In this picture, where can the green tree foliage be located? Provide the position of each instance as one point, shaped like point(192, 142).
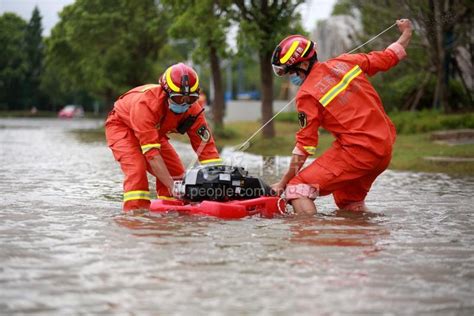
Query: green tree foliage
point(105, 47)
point(434, 75)
point(13, 61)
point(205, 23)
point(34, 50)
point(263, 24)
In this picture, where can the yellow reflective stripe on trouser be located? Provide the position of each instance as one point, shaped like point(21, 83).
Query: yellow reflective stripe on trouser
point(147, 147)
point(136, 195)
point(310, 149)
point(341, 86)
point(215, 160)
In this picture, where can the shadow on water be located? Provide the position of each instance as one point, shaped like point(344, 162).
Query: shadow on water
point(340, 229)
point(66, 249)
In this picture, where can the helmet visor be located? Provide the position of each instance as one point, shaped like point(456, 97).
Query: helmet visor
point(182, 99)
point(280, 70)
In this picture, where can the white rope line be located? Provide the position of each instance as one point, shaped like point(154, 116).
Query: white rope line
point(372, 39)
point(243, 147)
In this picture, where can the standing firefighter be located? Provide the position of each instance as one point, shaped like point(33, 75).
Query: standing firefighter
point(337, 96)
point(137, 133)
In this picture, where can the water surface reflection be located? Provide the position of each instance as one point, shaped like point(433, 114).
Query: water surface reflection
point(67, 249)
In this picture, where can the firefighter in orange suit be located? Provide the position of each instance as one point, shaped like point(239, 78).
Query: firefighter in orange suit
point(137, 133)
point(337, 96)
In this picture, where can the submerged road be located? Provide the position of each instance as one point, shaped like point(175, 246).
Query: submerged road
point(65, 247)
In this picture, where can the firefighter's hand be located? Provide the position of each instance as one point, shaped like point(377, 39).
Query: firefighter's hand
point(278, 187)
point(405, 26)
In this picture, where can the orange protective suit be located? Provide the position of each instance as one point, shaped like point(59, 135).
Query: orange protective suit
point(337, 96)
point(137, 130)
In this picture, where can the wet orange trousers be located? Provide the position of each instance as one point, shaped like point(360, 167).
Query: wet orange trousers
point(127, 151)
point(339, 173)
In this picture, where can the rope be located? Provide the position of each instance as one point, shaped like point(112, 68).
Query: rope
point(244, 145)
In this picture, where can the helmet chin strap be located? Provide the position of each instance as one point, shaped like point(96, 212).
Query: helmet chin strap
point(312, 61)
point(306, 71)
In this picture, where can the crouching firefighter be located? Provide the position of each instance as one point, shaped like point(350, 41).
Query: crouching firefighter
point(337, 96)
point(137, 133)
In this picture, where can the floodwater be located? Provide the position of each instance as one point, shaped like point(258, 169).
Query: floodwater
point(67, 249)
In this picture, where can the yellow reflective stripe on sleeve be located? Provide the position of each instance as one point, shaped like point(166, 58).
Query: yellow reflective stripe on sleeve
point(148, 87)
point(166, 198)
point(215, 160)
point(290, 52)
point(136, 195)
point(310, 149)
point(147, 147)
point(341, 86)
point(170, 82)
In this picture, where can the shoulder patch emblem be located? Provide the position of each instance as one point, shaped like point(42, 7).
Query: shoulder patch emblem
point(204, 133)
point(302, 119)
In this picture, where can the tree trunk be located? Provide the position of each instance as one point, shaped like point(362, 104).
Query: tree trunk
point(266, 75)
point(218, 104)
point(439, 98)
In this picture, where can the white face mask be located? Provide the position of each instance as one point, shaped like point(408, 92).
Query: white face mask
point(296, 80)
point(178, 108)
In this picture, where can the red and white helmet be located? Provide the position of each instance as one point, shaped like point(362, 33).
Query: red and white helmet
point(180, 81)
point(290, 52)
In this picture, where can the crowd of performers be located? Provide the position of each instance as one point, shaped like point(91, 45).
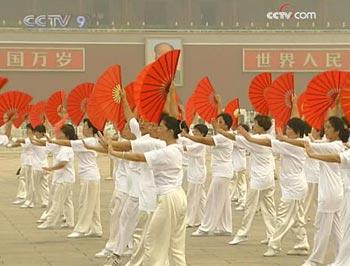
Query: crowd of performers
point(156, 163)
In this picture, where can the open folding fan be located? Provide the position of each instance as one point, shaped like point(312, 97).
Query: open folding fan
point(190, 111)
point(321, 94)
point(204, 100)
point(107, 93)
point(257, 92)
point(55, 107)
point(37, 114)
point(3, 81)
point(279, 98)
point(13, 103)
point(95, 113)
point(155, 85)
point(345, 99)
point(232, 108)
point(77, 100)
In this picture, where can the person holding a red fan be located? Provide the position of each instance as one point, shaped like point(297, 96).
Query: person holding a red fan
point(89, 221)
point(166, 232)
point(218, 214)
point(343, 159)
point(262, 186)
point(331, 191)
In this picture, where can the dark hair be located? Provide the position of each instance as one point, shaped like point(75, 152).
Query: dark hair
point(29, 126)
point(69, 131)
point(297, 125)
point(203, 129)
point(172, 124)
point(90, 125)
point(263, 121)
point(227, 119)
point(339, 125)
point(40, 129)
point(245, 126)
point(184, 126)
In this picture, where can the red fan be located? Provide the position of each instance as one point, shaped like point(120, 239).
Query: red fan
point(107, 93)
point(37, 114)
point(279, 98)
point(95, 113)
point(257, 92)
point(190, 111)
point(3, 81)
point(54, 107)
point(204, 100)
point(345, 98)
point(13, 103)
point(155, 85)
point(77, 100)
point(232, 108)
point(321, 94)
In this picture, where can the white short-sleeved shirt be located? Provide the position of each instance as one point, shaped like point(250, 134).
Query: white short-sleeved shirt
point(147, 187)
point(88, 169)
point(262, 163)
point(66, 174)
point(166, 164)
point(39, 157)
point(27, 152)
point(345, 168)
point(239, 158)
point(222, 157)
point(4, 140)
point(292, 180)
point(197, 170)
point(330, 188)
point(135, 127)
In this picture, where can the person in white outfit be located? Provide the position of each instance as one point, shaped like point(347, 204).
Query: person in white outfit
point(89, 222)
point(343, 158)
point(64, 176)
point(196, 177)
point(331, 191)
point(166, 233)
point(262, 185)
point(218, 213)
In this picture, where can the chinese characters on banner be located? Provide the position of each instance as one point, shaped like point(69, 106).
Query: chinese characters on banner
point(296, 60)
point(42, 59)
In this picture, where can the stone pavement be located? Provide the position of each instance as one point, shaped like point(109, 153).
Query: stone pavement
point(22, 244)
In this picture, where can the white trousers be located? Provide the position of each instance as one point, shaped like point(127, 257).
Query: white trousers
point(28, 177)
point(290, 216)
point(218, 212)
point(310, 200)
point(196, 200)
point(166, 233)
point(128, 221)
point(62, 202)
point(21, 189)
point(343, 257)
point(117, 205)
point(89, 220)
point(41, 187)
point(240, 187)
point(264, 198)
point(327, 227)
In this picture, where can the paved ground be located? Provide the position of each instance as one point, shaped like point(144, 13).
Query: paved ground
point(22, 244)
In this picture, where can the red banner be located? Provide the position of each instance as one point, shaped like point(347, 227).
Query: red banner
point(295, 60)
point(42, 59)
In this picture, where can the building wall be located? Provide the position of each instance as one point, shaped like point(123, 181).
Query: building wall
point(217, 55)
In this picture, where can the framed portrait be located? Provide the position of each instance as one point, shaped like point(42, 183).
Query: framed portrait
point(155, 47)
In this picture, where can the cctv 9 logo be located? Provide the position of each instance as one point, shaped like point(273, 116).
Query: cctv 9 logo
point(55, 21)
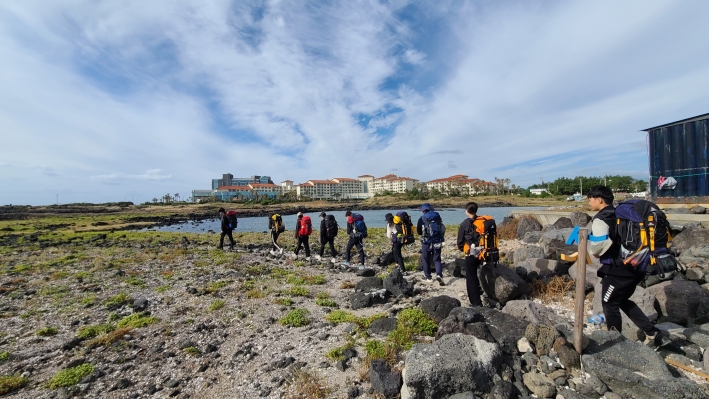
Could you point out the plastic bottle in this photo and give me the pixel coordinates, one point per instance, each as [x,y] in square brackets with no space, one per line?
[597,319]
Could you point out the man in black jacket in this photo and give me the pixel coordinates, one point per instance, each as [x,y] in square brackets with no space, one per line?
[226,230]
[618,280]
[468,239]
[325,236]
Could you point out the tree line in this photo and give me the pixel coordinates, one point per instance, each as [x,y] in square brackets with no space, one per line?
[570,186]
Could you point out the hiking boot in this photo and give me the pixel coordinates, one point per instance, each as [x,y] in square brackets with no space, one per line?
[658,339]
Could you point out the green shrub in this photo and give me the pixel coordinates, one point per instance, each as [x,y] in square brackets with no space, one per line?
[117,301]
[69,377]
[296,318]
[285,301]
[86,332]
[137,320]
[216,305]
[326,302]
[193,351]
[299,291]
[9,383]
[47,332]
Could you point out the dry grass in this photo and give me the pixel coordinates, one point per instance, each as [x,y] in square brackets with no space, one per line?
[508,231]
[553,291]
[307,385]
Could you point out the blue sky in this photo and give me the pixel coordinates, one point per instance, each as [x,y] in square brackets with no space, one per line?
[108,101]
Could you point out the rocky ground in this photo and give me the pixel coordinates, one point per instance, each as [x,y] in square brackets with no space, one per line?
[132,315]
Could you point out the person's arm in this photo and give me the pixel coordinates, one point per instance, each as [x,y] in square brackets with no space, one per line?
[599,229]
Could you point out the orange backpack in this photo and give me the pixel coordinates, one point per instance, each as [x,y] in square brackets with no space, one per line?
[306,227]
[486,228]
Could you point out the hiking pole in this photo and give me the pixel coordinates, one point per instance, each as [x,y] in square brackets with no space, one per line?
[580,290]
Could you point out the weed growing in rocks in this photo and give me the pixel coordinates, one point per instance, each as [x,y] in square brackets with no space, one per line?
[47,332]
[307,385]
[192,351]
[137,320]
[117,301]
[69,377]
[86,332]
[296,318]
[9,383]
[216,305]
[285,301]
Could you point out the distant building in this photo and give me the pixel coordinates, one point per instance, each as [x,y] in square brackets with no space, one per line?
[229,180]
[679,150]
[462,184]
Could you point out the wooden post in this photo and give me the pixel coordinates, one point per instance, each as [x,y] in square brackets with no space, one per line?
[580,290]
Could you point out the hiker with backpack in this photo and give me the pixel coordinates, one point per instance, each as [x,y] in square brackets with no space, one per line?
[276,227]
[400,232]
[432,231]
[328,232]
[357,230]
[228,223]
[618,275]
[477,238]
[303,229]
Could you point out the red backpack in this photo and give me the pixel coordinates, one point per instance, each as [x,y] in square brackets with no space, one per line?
[306,227]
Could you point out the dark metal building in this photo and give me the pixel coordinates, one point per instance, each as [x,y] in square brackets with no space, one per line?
[680,150]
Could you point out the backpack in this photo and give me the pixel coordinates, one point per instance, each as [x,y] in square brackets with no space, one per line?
[278,225]
[231,216]
[486,229]
[359,228]
[404,228]
[644,236]
[306,227]
[331,226]
[433,231]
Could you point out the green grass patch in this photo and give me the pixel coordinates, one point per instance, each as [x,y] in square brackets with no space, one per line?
[216,305]
[9,383]
[285,301]
[117,300]
[47,332]
[299,291]
[296,318]
[69,377]
[86,332]
[192,351]
[137,320]
[326,302]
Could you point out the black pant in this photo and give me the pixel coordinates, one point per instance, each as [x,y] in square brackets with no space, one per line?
[616,293]
[354,242]
[328,240]
[274,239]
[398,257]
[221,239]
[472,282]
[303,241]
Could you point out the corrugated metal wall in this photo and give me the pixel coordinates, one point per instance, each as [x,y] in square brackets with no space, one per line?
[680,151]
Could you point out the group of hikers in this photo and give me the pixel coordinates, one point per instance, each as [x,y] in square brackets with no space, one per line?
[631,242]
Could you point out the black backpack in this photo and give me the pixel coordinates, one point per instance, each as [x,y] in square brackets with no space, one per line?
[331,226]
[643,232]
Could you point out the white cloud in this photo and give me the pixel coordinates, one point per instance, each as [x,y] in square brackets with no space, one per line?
[104,92]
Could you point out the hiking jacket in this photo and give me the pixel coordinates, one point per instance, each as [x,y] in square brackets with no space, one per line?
[467,234]
[611,264]
[225,224]
[297,227]
[323,230]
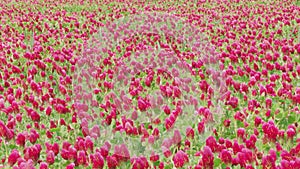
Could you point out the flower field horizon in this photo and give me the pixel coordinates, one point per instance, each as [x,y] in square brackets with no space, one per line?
[150,84]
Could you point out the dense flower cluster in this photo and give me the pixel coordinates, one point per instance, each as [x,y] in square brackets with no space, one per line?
[257,44]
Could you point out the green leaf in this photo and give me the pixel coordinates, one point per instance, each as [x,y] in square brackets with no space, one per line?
[54,129]
[217,162]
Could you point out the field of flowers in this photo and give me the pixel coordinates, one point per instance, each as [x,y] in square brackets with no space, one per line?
[149,84]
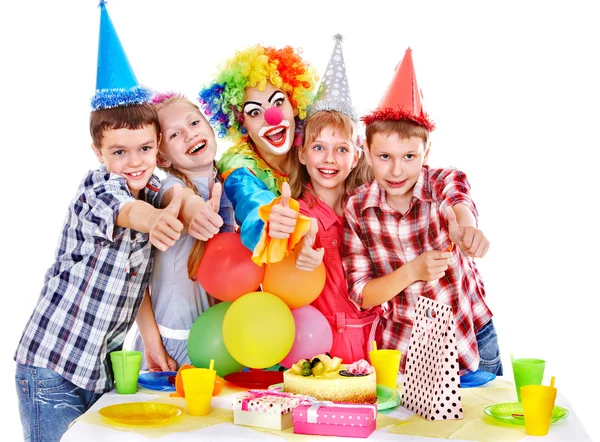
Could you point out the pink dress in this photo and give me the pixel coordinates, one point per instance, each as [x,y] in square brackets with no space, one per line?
[353,329]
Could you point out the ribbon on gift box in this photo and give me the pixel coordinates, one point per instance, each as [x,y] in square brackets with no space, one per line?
[256,394]
[311,413]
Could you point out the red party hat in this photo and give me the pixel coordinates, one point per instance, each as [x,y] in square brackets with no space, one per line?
[403,99]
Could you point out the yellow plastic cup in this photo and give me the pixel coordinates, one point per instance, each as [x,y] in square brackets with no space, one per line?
[126,369]
[538,403]
[386,364]
[527,371]
[198,384]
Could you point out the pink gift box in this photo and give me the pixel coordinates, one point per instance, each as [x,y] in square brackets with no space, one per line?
[265,409]
[327,418]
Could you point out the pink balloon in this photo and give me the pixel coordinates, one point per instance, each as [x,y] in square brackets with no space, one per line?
[313,335]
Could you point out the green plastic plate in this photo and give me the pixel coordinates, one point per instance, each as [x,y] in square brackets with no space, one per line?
[512,413]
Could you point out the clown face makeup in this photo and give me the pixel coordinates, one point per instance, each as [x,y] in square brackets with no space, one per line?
[269,120]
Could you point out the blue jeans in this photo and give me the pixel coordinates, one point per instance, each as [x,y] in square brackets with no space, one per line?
[489,351]
[48,403]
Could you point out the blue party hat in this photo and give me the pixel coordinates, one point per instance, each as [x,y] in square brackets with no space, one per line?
[116,84]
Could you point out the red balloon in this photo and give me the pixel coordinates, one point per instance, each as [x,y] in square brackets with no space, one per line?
[226,270]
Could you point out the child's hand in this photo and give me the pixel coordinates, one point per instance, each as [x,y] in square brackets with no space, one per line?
[207,222]
[282,219]
[158,359]
[470,239]
[165,228]
[307,258]
[429,266]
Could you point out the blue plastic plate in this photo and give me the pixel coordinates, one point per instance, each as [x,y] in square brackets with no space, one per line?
[476,379]
[157,380]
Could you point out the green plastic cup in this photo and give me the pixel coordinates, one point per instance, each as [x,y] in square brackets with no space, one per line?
[126,369]
[527,371]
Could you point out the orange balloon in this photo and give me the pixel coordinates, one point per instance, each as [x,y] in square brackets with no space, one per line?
[295,287]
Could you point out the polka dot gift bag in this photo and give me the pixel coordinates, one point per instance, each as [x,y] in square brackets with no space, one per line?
[431,386]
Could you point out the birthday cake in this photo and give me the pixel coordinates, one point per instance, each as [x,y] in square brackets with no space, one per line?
[326,379]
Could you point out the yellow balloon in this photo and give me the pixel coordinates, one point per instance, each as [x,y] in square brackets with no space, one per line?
[258,330]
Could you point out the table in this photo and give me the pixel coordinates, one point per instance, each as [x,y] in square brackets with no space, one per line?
[398,424]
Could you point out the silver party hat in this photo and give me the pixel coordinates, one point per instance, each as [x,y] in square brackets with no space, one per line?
[334,93]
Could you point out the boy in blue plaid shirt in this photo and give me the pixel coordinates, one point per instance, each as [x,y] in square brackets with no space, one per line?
[92,292]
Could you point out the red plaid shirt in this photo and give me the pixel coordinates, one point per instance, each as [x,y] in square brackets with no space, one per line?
[379,239]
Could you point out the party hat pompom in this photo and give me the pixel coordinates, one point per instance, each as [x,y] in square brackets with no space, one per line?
[403,99]
[116,84]
[334,93]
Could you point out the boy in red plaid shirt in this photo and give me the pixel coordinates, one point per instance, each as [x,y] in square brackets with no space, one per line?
[401,230]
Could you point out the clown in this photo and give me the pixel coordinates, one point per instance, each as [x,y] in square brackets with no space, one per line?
[257,101]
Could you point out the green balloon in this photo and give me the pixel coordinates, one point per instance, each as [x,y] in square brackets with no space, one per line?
[205,342]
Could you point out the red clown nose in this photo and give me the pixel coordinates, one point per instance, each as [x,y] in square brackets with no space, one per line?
===
■ **EXERCISE BRIEF**:
Copy nothing but the lines above from the one with "Query: white face mask" to the one with "In this picture, where can the white short-sleeved", inclusive, word for word. Leave every picture out.

■ **RESPONSE AREA**:
Query: white face mask
point(296, 80)
point(178, 108)
In this picture, where can the red and white helmet be located? Provide the position of each instance as one point, shaped like point(362, 33).
Query: red and white helmet
point(180, 81)
point(290, 52)
In this picture, where can the crowd of performers be located? Provide the position of each instance as one point, shaped like point(91, 45).
Query: crowd of performers
point(156, 163)
In this picture, where can the open folding fan be located? Provide the position of each instance as one point, shaped like point(312, 97).
Query: open folding fan
point(190, 111)
point(321, 94)
point(204, 100)
point(107, 93)
point(257, 92)
point(55, 107)
point(37, 114)
point(3, 81)
point(279, 98)
point(13, 103)
point(95, 113)
point(155, 85)
point(345, 99)
point(232, 108)
point(77, 100)
In this picture, where can the person holding a red fan be located? Provide the position of each instance as one point, shaped like point(297, 96).
Query: person holding a red fan
point(89, 221)
point(166, 232)
point(218, 214)
point(343, 159)
point(262, 186)
point(331, 191)
In this picture, where can the dark hair be located? Provide the position of each instance as one point, shaped like point(75, 152).
Query: dark hair
point(29, 126)
point(69, 131)
point(297, 125)
point(203, 129)
point(172, 124)
point(90, 125)
point(263, 121)
point(227, 119)
point(339, 125)
point(40, 129)
point(245, 126)
point(184, 126)
In this picture, where can the red fan be located? Provide the position of each instance as one point, shaped like point(120, 239).
Query: red fan
point(107, 93)
point(37, 114)
point(279, 98)
point(95, 113)
point(257, 92)
point(190, 111)
point(3, 81)
point(54, 107)
point(204, 100)
point(345, 98)
point(13, 103)
point(155, 85)
point(77, 100)
point(232, 108)
point(321, 94)
In this picture, where can the white short-sleeved shirt be located? Provide the position of each instance as one point, shaped like point(250, 134).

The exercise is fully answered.